Start of SUPPLIED RECORDS

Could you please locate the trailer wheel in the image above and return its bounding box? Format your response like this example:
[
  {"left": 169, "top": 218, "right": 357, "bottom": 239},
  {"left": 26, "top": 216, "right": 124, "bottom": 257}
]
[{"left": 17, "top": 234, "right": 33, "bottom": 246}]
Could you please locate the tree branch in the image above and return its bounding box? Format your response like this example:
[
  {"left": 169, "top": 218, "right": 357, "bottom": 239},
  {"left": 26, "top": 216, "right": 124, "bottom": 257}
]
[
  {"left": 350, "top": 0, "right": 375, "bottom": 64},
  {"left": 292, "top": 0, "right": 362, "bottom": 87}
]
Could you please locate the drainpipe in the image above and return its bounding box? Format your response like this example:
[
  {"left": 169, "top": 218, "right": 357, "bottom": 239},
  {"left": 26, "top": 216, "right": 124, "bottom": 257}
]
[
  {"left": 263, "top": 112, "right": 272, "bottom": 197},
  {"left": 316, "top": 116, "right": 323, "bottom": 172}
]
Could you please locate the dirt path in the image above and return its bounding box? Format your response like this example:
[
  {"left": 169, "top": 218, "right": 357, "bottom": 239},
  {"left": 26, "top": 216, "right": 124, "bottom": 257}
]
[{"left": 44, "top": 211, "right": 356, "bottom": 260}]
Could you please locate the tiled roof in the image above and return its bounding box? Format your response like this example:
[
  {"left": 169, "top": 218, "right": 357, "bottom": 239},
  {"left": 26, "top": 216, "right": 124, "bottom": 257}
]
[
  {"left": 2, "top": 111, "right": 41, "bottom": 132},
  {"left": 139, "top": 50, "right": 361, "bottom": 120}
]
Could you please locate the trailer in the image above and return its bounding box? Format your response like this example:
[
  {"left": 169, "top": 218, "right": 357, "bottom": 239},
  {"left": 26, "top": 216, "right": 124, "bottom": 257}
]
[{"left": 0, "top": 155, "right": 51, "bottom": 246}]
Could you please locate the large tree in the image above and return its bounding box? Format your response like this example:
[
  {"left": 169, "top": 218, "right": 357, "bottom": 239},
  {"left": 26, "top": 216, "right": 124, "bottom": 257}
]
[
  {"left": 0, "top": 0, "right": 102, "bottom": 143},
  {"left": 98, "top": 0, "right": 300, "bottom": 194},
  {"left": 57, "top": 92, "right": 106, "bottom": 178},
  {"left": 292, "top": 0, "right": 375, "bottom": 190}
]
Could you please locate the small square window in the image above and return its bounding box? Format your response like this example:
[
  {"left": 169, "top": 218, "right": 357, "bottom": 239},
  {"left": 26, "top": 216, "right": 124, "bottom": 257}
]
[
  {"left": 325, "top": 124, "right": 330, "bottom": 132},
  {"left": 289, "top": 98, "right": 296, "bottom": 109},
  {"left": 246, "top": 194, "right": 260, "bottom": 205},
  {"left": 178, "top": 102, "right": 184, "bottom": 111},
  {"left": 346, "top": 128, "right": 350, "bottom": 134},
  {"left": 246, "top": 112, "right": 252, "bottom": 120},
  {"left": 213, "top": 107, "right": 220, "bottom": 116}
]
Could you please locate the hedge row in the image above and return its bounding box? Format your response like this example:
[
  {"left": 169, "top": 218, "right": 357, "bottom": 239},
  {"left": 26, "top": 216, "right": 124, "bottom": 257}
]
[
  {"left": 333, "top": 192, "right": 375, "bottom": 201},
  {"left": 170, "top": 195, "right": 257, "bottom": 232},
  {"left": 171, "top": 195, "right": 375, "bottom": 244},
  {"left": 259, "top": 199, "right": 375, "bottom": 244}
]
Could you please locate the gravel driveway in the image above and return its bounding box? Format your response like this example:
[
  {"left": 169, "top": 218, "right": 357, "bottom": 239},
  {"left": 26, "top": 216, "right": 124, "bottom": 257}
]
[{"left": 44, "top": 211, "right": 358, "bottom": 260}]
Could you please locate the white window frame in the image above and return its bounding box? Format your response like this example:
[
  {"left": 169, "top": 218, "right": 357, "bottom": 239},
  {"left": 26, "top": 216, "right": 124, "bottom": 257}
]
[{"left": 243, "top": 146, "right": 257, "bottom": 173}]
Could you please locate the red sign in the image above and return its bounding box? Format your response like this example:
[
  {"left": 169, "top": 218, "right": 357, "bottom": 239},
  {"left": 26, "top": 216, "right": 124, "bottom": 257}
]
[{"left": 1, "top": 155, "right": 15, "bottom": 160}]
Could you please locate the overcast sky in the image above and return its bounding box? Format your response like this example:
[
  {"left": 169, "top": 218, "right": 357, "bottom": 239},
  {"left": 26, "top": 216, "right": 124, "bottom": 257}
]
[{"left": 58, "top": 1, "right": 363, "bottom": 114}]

End of SUPPLIED RECORDS

Write all of the records out again exactly.

Could you please locate the trailer wheel in the image above and return its bounding box? Format your response like this example:
[
  {"left": 169, "top": 218, "right": 357, "bottom": 239},
  {"left": 26, "top": 216, "right": 124, "bottom": 257}
]
[{"left": 17, "top": 234, "right": 33, "bottom": 246}]
Could you please locate the tree branch in the image above and return its bounding box? Format your response like this example:
[
  {"left": 169, "top": 218, "right": 357, "bottom": 239},
  {"left": 26, "top": 216, "right": 124, "bottom": 257}
]
[
  {"left": 350, "top": 0, "right": 375, "bottom": 64},
  {"left": 292, "top": 0, "right": 362, "bottom": 87}
]
Could you please locate the drainpipe in the image above and return its bounding box? Format your response like this example:
[
  {"left": 169, "top": 218, "right": 357, "bottom": 239},
  {"left": 26, "top": 216, "right": 124, "bottom": 257}
]
[
  {"left": 263, "top": 112, "right": 272, "bottom": 197},
  {"left": 316, "top": 116, "right": 323, "bottom": 172}
]
Could you please locate the dirt path in the image above and return its bounding box? Format your response like this example:
[
  {"left": 169, "top": 218, "right": 357, "bottom": 239},
  {"left": 26, "top": 216, "right": 124, "bottom": 257}
]
[{"left": 44, "top": 211, "right": 356, "bottom": 260}]
Could you please locate the tiled roof in the image above and return its bounding box? Format your response like this example:
[
  {"left": 169, "top": 218, "right": 357, "bottom": 239},
  {"left": 26, "top": 216, "right": 124, "bottom": 257}
]
[
  {"left": 2, "top": 111, "right": 41, "bottom": 132},
  {"left": 139, "top": 50, "right": 361, "bottom": 120}
]
Could you please locate the trailer in the image above and return its bounding box? Format your response like this example:
[
  {"left": 169, "top": 218, "right": 357, "bottom": 239},
  {"left": 26, "top": 216, "right": 124, "bottom": 257}
]
[{"left": 0, "top": 155, "right": 51, "bottom": 246}]
Could you please locate the large tree in the image above and return its bounding box? Format your response like this example:
[
  {"left": 169, "top": 218, "right": 357, "bottom": 239},
  {"left": 26, "top": 216, "right": 124, "bottom": 257}
]
[
  {"left": 0, "top": 0, "right": 102, "bottom": 143},
  {"left": 98, "top": 0, "right": 300, "bottom": 194},
  {"left": 57, "top": 92, "right": 106, "bottom": 178},
  {"left": 292, "top": 0, "right": 375, "bottom": 190}
]
Could you please locate the small square window in the image above and return its bounding box? Format your response like this example:
[
  {"left": 169, "top": 218, "right": 357, "bottom": 239},
  {"left": 26, "top": 216, "right": 124, "bottom": 257}
]
[
  {"left": 325, "top": 124, "right": 330, "bottom": 132},
  {"left": 289, "top": 98, "right": 296, "bottom": 109},
  {"left": 246, "top": 194, "right": 260, "bottom": 205},
  {"left": 178, "top": 102, "right": 184, "bottom": 111},
  {"left": 346, "top": 128, "right": 350, "bottom": 134},
  {"left": 246, "top": 112, "right": 252, "bottom": 120},
  {"left": 213, "top": 107, "right": 220, "bottom": 116}
]
Could you please locate the hedge row in the image above and return its bounding box? Format your response like this example:
[
  {"left": 169, "top": 218, "right": 357, "bottom": 239},
  {"left": 26, "top": 216, "right": 124, "bottom": 257}
]
[
  {"left": 333, "top": 192, "right": 375, "bottom": 201},
  {"left": 170, "top": 195, "right": 257, "bottom": 232},
  {"left": 171, "top": 195, "right": 375, "bottom": 244},
  {"left": 259, "top": 199, "right": 375, "bottom": 244}
]
Could you please locate the gravel driveway in the image above and return its bounding box? Format your response like this example:
[
  {"left": 169, "top": 218, "right": 357, "bottom": 239},
  {"left": 26, "top": 216, "right": 124, "bottom": 257}
]
[{"left": 44, "top": 211, "right": 358, "bottom": 260}]
Could you please locate the white window frame in the image above and return its bounding box? Format your response like this example:
[
  {"left": 169, "top": 218, "right": 357, "bottom": 239},
  {"left": 26, "top": 216, "right": 124, "bottom": 257}
]
[{"left": 243, "top": 146, "right": 257, "bottom": 173}]
Could you please locate the red sign in the image above and return its bounding box? Format your response like this example:
[
  {"left": 169, "top": 218, "right": 357, "bottom": 239},
  {"left": 26, "top": 216, "right": 124, "bottom": 257}
]
[{"left": 1, "top": 155, "right": 15, "bottom": 160}]
Could you please locate the overcast sky in the image above and return its bounding box? Format your response like this example:
[
  {"left": 169, "top": 218, "right": 357, "bottom": 239},
  {"left": 26, "top": 216, "right": 124, "bottom": 257}
]
[{"left": 58, "top": 1, "right": 363, "bottom": 114}]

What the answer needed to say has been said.